Entries for pointing and labeling:
>>>

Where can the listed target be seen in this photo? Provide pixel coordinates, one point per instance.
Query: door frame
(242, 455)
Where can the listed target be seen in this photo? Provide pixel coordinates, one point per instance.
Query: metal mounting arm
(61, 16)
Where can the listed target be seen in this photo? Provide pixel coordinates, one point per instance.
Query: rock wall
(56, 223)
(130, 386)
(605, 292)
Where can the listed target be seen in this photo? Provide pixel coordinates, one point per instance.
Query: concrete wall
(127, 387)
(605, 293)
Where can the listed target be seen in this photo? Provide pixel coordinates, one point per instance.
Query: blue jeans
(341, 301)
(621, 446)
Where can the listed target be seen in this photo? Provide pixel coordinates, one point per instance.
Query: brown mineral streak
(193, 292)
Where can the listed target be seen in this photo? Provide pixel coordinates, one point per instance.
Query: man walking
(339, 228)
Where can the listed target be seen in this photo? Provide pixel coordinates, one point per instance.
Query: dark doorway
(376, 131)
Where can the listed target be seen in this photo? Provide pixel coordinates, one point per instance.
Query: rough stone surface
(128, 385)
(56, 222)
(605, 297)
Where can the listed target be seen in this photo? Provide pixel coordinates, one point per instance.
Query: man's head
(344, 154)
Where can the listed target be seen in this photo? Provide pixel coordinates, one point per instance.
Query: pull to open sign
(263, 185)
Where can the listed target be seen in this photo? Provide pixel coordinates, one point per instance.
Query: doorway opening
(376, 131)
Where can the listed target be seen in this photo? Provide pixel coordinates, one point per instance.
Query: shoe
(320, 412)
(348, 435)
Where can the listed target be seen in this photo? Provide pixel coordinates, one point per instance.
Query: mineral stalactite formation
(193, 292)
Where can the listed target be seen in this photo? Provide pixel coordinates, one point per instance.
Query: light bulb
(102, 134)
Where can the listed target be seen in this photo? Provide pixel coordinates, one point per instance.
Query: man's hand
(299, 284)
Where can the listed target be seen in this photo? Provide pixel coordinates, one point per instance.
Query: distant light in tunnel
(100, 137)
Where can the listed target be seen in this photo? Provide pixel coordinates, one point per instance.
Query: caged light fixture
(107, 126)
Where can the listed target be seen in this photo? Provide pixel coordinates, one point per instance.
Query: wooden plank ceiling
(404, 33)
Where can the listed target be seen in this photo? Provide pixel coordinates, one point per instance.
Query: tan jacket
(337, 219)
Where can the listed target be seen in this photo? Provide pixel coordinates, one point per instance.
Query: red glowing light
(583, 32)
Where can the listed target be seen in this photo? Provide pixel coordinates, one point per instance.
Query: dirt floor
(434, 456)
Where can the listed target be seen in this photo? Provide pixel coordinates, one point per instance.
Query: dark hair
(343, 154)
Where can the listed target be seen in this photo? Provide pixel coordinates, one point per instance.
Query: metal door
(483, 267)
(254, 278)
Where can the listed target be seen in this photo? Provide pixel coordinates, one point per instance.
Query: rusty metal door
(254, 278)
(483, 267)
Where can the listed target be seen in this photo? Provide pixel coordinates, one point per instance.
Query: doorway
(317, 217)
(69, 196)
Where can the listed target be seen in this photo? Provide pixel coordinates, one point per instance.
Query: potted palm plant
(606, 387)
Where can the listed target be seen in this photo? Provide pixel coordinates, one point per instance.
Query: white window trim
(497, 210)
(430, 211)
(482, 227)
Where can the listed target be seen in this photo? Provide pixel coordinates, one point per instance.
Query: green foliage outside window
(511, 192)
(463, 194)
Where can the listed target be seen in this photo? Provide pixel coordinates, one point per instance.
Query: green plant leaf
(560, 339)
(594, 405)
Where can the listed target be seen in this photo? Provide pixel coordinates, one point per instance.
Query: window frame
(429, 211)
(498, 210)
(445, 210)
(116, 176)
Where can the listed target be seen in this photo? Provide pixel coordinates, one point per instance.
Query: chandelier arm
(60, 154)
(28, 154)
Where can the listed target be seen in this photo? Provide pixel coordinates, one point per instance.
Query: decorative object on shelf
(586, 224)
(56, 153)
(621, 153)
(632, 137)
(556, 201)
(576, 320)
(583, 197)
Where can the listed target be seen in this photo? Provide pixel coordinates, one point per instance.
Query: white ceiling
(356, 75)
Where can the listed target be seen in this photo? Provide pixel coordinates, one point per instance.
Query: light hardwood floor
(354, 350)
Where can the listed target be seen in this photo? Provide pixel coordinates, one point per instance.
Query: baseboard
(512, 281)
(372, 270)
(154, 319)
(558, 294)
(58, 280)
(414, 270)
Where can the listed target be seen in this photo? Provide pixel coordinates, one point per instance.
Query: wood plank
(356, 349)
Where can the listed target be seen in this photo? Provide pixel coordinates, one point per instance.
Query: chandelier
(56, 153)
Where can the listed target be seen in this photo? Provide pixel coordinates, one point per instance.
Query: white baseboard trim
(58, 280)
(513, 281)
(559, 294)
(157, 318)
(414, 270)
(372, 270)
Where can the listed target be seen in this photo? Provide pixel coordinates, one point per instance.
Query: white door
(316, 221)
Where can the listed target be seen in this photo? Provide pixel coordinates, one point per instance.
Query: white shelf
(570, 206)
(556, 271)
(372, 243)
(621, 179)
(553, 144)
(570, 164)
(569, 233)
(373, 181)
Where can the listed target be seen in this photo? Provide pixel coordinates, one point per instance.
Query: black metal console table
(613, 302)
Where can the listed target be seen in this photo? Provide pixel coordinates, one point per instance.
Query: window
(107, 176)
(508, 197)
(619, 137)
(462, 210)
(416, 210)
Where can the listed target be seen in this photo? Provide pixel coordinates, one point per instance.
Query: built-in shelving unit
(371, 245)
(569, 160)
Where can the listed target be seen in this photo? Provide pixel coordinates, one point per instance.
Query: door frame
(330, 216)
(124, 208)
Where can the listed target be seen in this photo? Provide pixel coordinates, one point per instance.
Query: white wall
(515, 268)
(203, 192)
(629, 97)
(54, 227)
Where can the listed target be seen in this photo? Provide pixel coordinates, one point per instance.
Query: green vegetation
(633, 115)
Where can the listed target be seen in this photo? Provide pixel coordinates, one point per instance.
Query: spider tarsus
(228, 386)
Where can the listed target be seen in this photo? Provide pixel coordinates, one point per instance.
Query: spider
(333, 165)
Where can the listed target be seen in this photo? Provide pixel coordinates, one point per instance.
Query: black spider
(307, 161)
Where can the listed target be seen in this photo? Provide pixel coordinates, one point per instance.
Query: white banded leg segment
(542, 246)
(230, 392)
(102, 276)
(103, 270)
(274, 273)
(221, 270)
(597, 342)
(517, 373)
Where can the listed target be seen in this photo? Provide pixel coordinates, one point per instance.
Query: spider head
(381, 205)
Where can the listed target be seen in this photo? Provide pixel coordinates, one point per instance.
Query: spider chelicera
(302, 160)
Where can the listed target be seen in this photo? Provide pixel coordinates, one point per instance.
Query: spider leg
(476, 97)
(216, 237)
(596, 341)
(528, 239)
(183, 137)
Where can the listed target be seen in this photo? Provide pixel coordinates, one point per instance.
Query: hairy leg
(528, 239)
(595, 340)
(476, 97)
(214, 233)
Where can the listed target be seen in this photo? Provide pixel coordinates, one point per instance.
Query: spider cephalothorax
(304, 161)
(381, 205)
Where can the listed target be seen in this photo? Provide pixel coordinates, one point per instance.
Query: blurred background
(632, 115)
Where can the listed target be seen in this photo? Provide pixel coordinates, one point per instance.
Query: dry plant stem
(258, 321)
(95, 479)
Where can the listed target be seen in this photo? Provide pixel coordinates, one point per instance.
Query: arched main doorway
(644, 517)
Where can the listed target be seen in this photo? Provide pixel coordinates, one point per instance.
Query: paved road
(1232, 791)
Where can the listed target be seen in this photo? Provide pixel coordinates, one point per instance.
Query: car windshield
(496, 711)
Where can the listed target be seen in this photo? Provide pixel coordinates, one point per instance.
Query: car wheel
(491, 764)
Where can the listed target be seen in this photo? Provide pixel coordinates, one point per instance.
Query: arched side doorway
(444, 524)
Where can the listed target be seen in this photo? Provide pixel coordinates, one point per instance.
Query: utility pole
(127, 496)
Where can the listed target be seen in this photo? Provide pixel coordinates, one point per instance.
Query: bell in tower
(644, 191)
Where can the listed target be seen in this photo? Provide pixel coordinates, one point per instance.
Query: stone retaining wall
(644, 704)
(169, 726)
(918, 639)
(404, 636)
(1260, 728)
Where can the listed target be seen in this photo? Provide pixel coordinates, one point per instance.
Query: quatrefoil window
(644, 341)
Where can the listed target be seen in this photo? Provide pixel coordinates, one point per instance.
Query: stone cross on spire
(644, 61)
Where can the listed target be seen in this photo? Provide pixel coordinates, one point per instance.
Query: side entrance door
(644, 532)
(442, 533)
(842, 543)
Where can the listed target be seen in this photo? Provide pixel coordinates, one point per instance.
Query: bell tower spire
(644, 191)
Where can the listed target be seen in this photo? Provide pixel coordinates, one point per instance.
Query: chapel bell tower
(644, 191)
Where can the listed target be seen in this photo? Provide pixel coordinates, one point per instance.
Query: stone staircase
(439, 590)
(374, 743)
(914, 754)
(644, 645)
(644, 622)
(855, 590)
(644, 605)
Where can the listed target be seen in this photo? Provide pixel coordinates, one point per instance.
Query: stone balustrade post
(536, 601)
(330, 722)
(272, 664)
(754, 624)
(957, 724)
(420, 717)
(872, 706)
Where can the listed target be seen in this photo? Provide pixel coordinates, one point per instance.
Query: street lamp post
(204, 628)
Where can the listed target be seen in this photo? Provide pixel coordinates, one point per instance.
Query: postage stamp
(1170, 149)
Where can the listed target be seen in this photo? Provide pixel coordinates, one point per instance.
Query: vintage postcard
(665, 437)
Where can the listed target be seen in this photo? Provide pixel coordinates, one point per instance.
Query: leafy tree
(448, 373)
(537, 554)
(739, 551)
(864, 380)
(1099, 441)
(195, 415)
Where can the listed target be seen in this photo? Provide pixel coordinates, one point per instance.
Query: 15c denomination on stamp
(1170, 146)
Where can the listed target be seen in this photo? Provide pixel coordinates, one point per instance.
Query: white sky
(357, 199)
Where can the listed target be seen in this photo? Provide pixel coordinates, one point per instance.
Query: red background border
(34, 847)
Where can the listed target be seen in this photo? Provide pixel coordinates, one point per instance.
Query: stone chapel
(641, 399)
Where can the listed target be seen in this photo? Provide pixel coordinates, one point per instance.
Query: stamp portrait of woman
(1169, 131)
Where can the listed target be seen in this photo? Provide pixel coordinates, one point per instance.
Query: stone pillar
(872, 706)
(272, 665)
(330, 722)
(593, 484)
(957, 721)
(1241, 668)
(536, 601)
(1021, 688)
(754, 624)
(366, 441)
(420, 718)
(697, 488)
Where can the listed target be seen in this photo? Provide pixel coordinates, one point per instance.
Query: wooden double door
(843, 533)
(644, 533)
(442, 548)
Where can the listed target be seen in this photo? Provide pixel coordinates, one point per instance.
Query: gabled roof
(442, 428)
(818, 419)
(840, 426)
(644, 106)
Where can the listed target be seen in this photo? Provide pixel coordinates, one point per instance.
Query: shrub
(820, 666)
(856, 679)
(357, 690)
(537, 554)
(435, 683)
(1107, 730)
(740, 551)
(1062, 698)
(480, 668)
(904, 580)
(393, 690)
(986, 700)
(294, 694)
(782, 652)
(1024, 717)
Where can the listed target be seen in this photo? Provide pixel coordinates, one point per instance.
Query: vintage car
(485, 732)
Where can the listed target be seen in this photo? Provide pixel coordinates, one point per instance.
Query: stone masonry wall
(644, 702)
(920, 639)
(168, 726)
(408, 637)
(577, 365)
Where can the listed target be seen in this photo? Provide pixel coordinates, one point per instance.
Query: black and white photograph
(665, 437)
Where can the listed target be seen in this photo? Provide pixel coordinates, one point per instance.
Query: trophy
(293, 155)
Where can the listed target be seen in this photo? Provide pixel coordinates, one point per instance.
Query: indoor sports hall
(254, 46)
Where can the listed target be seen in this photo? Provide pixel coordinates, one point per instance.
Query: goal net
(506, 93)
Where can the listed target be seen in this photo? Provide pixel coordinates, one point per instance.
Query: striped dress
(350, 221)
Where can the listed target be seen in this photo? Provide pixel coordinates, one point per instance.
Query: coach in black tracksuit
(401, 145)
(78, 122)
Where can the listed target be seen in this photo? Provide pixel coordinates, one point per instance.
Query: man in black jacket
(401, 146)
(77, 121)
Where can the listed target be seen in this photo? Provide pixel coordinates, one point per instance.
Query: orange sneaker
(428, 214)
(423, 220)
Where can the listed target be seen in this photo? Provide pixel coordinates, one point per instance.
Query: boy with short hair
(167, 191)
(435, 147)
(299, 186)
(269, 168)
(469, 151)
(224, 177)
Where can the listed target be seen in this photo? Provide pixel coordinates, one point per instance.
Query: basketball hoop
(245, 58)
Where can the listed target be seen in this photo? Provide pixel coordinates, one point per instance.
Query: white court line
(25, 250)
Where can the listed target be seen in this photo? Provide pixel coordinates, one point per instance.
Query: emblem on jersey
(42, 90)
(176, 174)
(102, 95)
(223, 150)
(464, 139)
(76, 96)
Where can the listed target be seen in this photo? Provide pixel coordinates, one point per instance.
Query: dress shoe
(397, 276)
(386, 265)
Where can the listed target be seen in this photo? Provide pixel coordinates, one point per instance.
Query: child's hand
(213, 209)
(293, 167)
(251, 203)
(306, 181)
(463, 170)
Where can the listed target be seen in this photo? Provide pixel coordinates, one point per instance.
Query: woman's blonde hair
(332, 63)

<<<

# Set exercise:
Show every line of the data above that contains the string "stamp", treating uppercase and lowercase as different.

# Written answer:
Query: postage stamp
Query: 15c denomination on stamp
Query: stamp portrait of woman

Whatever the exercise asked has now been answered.